> [What you should do]
Transcribe every entry word for word. Skip the pictures.

> [Records provided]

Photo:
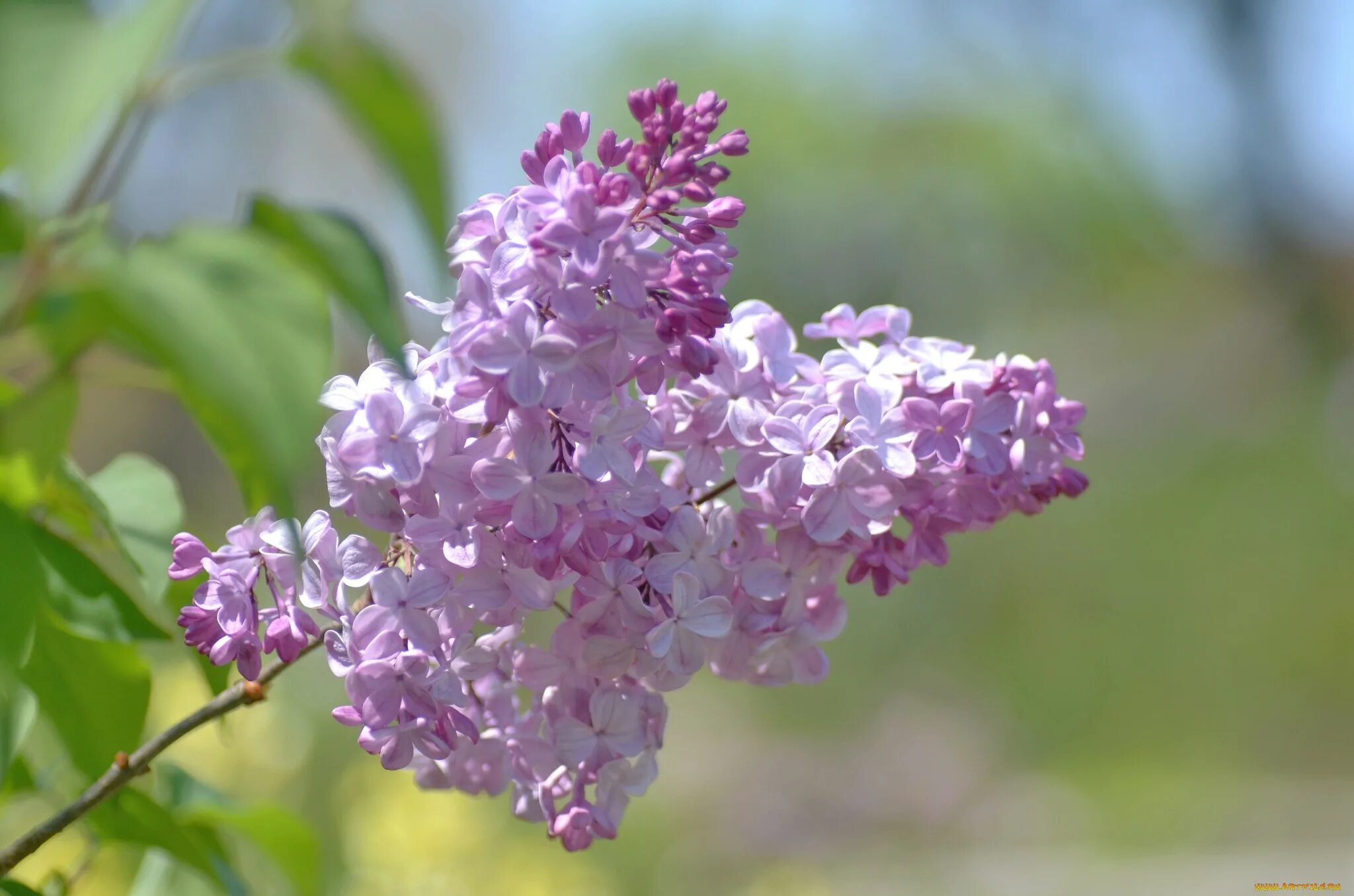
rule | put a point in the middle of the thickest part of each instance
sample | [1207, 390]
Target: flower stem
[714, 493]
[126, 768]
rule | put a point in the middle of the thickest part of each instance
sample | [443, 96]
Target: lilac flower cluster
[600, 439]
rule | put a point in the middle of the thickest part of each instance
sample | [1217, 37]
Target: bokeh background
[1148, 689]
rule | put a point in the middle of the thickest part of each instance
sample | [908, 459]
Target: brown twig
[128, 768]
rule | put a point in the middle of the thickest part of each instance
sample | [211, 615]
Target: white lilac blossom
[563, 450]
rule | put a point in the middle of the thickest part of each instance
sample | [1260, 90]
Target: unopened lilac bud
[641, 103]
[588, 174]
[615, 188]
[610, 152]
[725, 211]
[696, 191]
[188, 554]
[733, 143]
[638, 160]
[532, 165]
[573, 130]
[713, 174]
[700, 233]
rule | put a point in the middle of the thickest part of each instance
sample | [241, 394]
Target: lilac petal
[661, 569]
[495, 352]
[483, 589]
[421, 631]
[948, 450]
[427, 586]
[554, 352]
[372, 622]
[401, 461]
[397, 753]
[898, 459]
[575, 741]
[818, 468]
[608, 657]
[745, 420]
[686, 593]
[764, 578]
[826, 516]
[926, 444]
[711, 618]
[660, 638]
[784, 436]
[562, 488]
[617, 459]
[955, 414]
[421, 423]
[687, 654]
[359, 559]
[534, 515]
[921, 413]
[524, 383]
[431, 745]
[530, 589]
[785, 478]
[686, 529]
[389, 588]
[498, 478]
[340, 393]
[820, 427]
[869, 404]
[383, 413]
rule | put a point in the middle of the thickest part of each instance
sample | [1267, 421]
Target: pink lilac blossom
[563, 449]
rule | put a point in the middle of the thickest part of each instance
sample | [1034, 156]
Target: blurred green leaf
[279, 834]
[13, 227]
[342, 255]
[24, 588]
[387, 106]
[36, 427]
[147, 511]
[17, 712]
[245, 334]
[95, 693]
[65, 73]
[282, 835]
[18, 778]
[87, 597]
[132, 817]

> [Task output]
Photo:
rule | put a point in the middle of the thickest part of each instance
sample | [1207, 390]
Target: flower stem
[714, 493]
[126, 768]
rule | put a point in the middle of the thickest part of each instance
sample | [443, 96]
Target: lilac flower cluster
[600, 439]
rule | put a point in the middle of the thickest part of each instance
sample | [1217, 37]
Target: bokeh background
[1148, 689]
rule | put a point in the middle of the thickest part of each instance
sample | [908, 459]
Target: brown twig
[128, 768]
rule | put a point in the middle of the thickest part of each instance
sample | [211, 615]
Target: white lilac blossom
[563, 450]
rule | put a point in the middle of the thickest part of each instance
sample | [1260, 90]
Target: unopened lilac bud
[641, 103]
[588, 174]
[615, 188]
[610, 152]
[725, 211]
[696, 191]
[188, 554]
[733, 143]
[638, 160]
[532, 165]
[573, 130]
[713, 174]
[700, 233]
rule | put a point in the middle of the thickest part of each instance
sample | [241, 394]
Target: lilac petal
[661, 569]
[495, 352]
[483, 589]
[421, 631]
[948, 450]
[427, 586]
[554, 352]
[372, 622]
[401, 461]
[397, 753]
[898, 459]
[575, 741]
[818, 468]
[608, 657]
[745, 420]
[686, 593]
[764, 578]
[826, 516]
[926, 444]
[711, 618]
[660, 638]
[784, 436]
[562, 488]
[617, 459]
[955, 414]
[421, 423]
[687, 654]
[359, 559]
[534, 515]
[921, 413]
[524, 383]
[431, 745]
[530, 589]
[785, 478]
[686, 529]
[389, 588]
[498, 478]
[340, 393]
[820, 427]
[869, 404]
[383, 413]
rule | put a point in the middle of the thickest part of each instance
sample | [1267, 421]
Target: pink lilac blossom
[563, 449]
rule | put a point in the middle of the thickest part of each instance
sample | [1034, 156]
Target: blurred green leaf
[279, 834]
[13, 227]
[342, 255]
[24, 588]
[387, 106]
[36, 427]
[147, 511]
[17, 712]
[245, 334]
[95, 693]
[65, 73]
[282, 835]
[18, 778]
[87, 597]
[132, 817]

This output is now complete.